Top of Records provided

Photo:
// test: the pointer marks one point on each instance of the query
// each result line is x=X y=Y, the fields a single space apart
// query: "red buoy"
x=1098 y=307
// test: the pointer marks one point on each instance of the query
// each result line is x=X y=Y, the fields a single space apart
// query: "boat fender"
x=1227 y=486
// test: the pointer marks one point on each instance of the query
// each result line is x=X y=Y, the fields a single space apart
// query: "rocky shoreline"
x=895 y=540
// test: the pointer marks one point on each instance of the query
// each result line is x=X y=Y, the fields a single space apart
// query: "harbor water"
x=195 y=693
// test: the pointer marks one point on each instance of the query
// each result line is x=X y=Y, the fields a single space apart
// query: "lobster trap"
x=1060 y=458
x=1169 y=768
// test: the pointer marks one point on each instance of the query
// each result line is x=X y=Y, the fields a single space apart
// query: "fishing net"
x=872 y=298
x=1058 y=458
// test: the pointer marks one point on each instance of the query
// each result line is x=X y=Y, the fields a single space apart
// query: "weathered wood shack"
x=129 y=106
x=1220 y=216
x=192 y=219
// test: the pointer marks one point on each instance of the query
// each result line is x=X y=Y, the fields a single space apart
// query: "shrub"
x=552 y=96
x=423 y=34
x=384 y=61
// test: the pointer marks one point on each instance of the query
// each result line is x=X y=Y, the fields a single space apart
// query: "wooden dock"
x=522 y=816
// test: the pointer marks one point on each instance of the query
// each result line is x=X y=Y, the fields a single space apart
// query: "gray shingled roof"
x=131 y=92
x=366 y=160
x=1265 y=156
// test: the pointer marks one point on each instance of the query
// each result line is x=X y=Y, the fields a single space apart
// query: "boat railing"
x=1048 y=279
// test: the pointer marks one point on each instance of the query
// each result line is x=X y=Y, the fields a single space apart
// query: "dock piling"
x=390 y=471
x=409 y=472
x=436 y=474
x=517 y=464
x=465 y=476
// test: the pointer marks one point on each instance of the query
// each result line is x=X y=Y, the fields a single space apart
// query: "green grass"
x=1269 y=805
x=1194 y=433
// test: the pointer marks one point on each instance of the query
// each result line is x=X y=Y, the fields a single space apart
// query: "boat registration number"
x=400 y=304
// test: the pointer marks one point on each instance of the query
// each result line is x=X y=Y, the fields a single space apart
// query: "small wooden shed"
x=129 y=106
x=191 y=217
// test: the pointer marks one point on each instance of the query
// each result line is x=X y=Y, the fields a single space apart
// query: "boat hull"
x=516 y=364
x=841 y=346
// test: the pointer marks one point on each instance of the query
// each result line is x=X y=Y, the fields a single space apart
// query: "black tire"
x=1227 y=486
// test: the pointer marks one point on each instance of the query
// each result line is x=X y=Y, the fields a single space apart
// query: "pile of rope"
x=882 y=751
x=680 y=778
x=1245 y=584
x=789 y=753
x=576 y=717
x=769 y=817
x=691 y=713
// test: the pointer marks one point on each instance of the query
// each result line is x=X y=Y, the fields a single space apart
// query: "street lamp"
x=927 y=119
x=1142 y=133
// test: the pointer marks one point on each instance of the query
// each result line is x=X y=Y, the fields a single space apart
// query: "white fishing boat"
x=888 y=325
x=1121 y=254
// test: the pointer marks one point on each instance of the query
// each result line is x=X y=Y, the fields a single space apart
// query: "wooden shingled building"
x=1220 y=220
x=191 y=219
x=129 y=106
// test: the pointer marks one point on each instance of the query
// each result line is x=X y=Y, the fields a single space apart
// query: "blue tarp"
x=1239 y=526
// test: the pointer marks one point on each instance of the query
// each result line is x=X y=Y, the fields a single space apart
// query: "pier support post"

Bottom of Records provided

**Exercise:**
Every line in the material must be repeated verbatim.

**Response area:**
Photo:
// test: the pointer marks one point on each instance of the query
// each result line is x=X y=Y, the fields a single space apart
// query: "red buoy"
x=1098 y=307
// test: the pointer marks one point on each instance of the query
// each result line is x=X y=Y, the fields a single space apart
// query: "boat fender"
x=1227 y=486
// test: the pointer marks one point on each instance of the query
// each result line is x=X y=Y, the fields a single space apart
// query: "rocky shoreline"
x=895 y=540
// test: the pointer marks one point on each instance of the query
// each result line is x=X y=Y, the fields a single space apart
// query: "harbor water"
x=195 y=693
// test: the pointer marks one point on each instance of the query
// each result line is x=X y=Y, the fields a single space apart
// query: "lobster trap"
x=1060 y=458
x=1169 y=768
// test: the pointer marks one point on each instance of the query
// each result line is x=X y=Y, the fields a single space apart
// query: "fishing net"
x=872 y=298
x=1058 y=458
// test: the pointer marks one point on each instance of the query
// each result line is x=X y=Y, the fields a single space apart
// query: "weathered wood shack"
x=129 y=106
x=1220 y=216
x=192 y=219
// test: the pointer marks one point on each instance of the query
// each result line is x=X y=Y, the fields a single space apart
// query: "shrub"
x=552 y=96
x=423 y=34
x=384 y=61
// test: the pointer marks one point on each instance of the query
// each result line is x=X y=Y, the fields a single space apart
// query: "wooden dock"
x=522 y=816
// test: the pointer marks one point on each instance of the query
// each result line is x=X y=Y, the fields a single space apart
// query: "gray shingled roof"
x=131 y=92
x=366 y=160
x=1265 y=156
// test: the pointer marks one point on each instance of the query
// each result line is x=X y=Y, the fields a single space apart
// query: "boat railing"
x=1048 y=279
// test: the pointer marks one point on each instance of the query
// each result line is x=X y=Y, the fields a single space apart
// query: "dock piling"
x=390 y=471
x=409 y=472
x=436 y=474
x=517 y=464
x=465 y=476
// test: the pointer marks one point on each instance of the query
// each result line is x=X y=Y, the fields a single space apart
// query: "green grass"
x=1269 y=805
x=1194 y=433
// test: the pointer marks one point on each instance of the query
// each result line is x=X y=Y, the fields a single space apart
// query: "boat registration number"
x=400 y=304
// test: the pointer marks one point on each instance of the query
// each result line is x=X y=Y, the fields a single space apart
// query: "small wooden shed"
x=129 y=106
x=191 y=217
// test: the pointer marks one point on each instance of the query
// each result line is x=X y=Y, the fields a single space apart
// query: "boat hull"
x=516 y=364
x=841 y=346
// test: the pointer marks one point on each instance of the query
// each result line is x=X y=Y, the fields a single space apart
// query: "black tire"
x=1227 y=486
// test: the pointer marks one point on each instance of the query
// each result line is x=X y=Y, the fields a single space apart
// query: "pile of rope"
x=882 y=751
x=680 y=778
x=1245 y=584
x=789 y=753
x=576 y=717
x=769 y=817
x=691 y=713
// test: the pointer marks one point on each instance of the query
// each result line is x=X y=Y, the fields a single space apart
// query: "street lamp"
x=927 y=119
x=1142 y=133
// test: the pointer marks one point on each instance of the query
// each result line is x=X y=Y, the fields a single space apart
// query: "white fishing boat"
x=888 y=325
x=1121 y=254
// test: the pointer marks one point on each instance of the query
// each result line is x=X y=Y, the fields a single space apart
// query: "wooden shingled building"
x=1220 y=220
x=191 y=219
x=129 y=106
// test: the pointer marks one point on each instance of the query
// each result line is x=X y=Y, the fields a single space apart
// query: "blue tarp"
x=1239 y=526
// test: the pointer marks one point on each instance of the query
// each result line is x=X y=Y, the fields a single space apart
// query: "pier support post"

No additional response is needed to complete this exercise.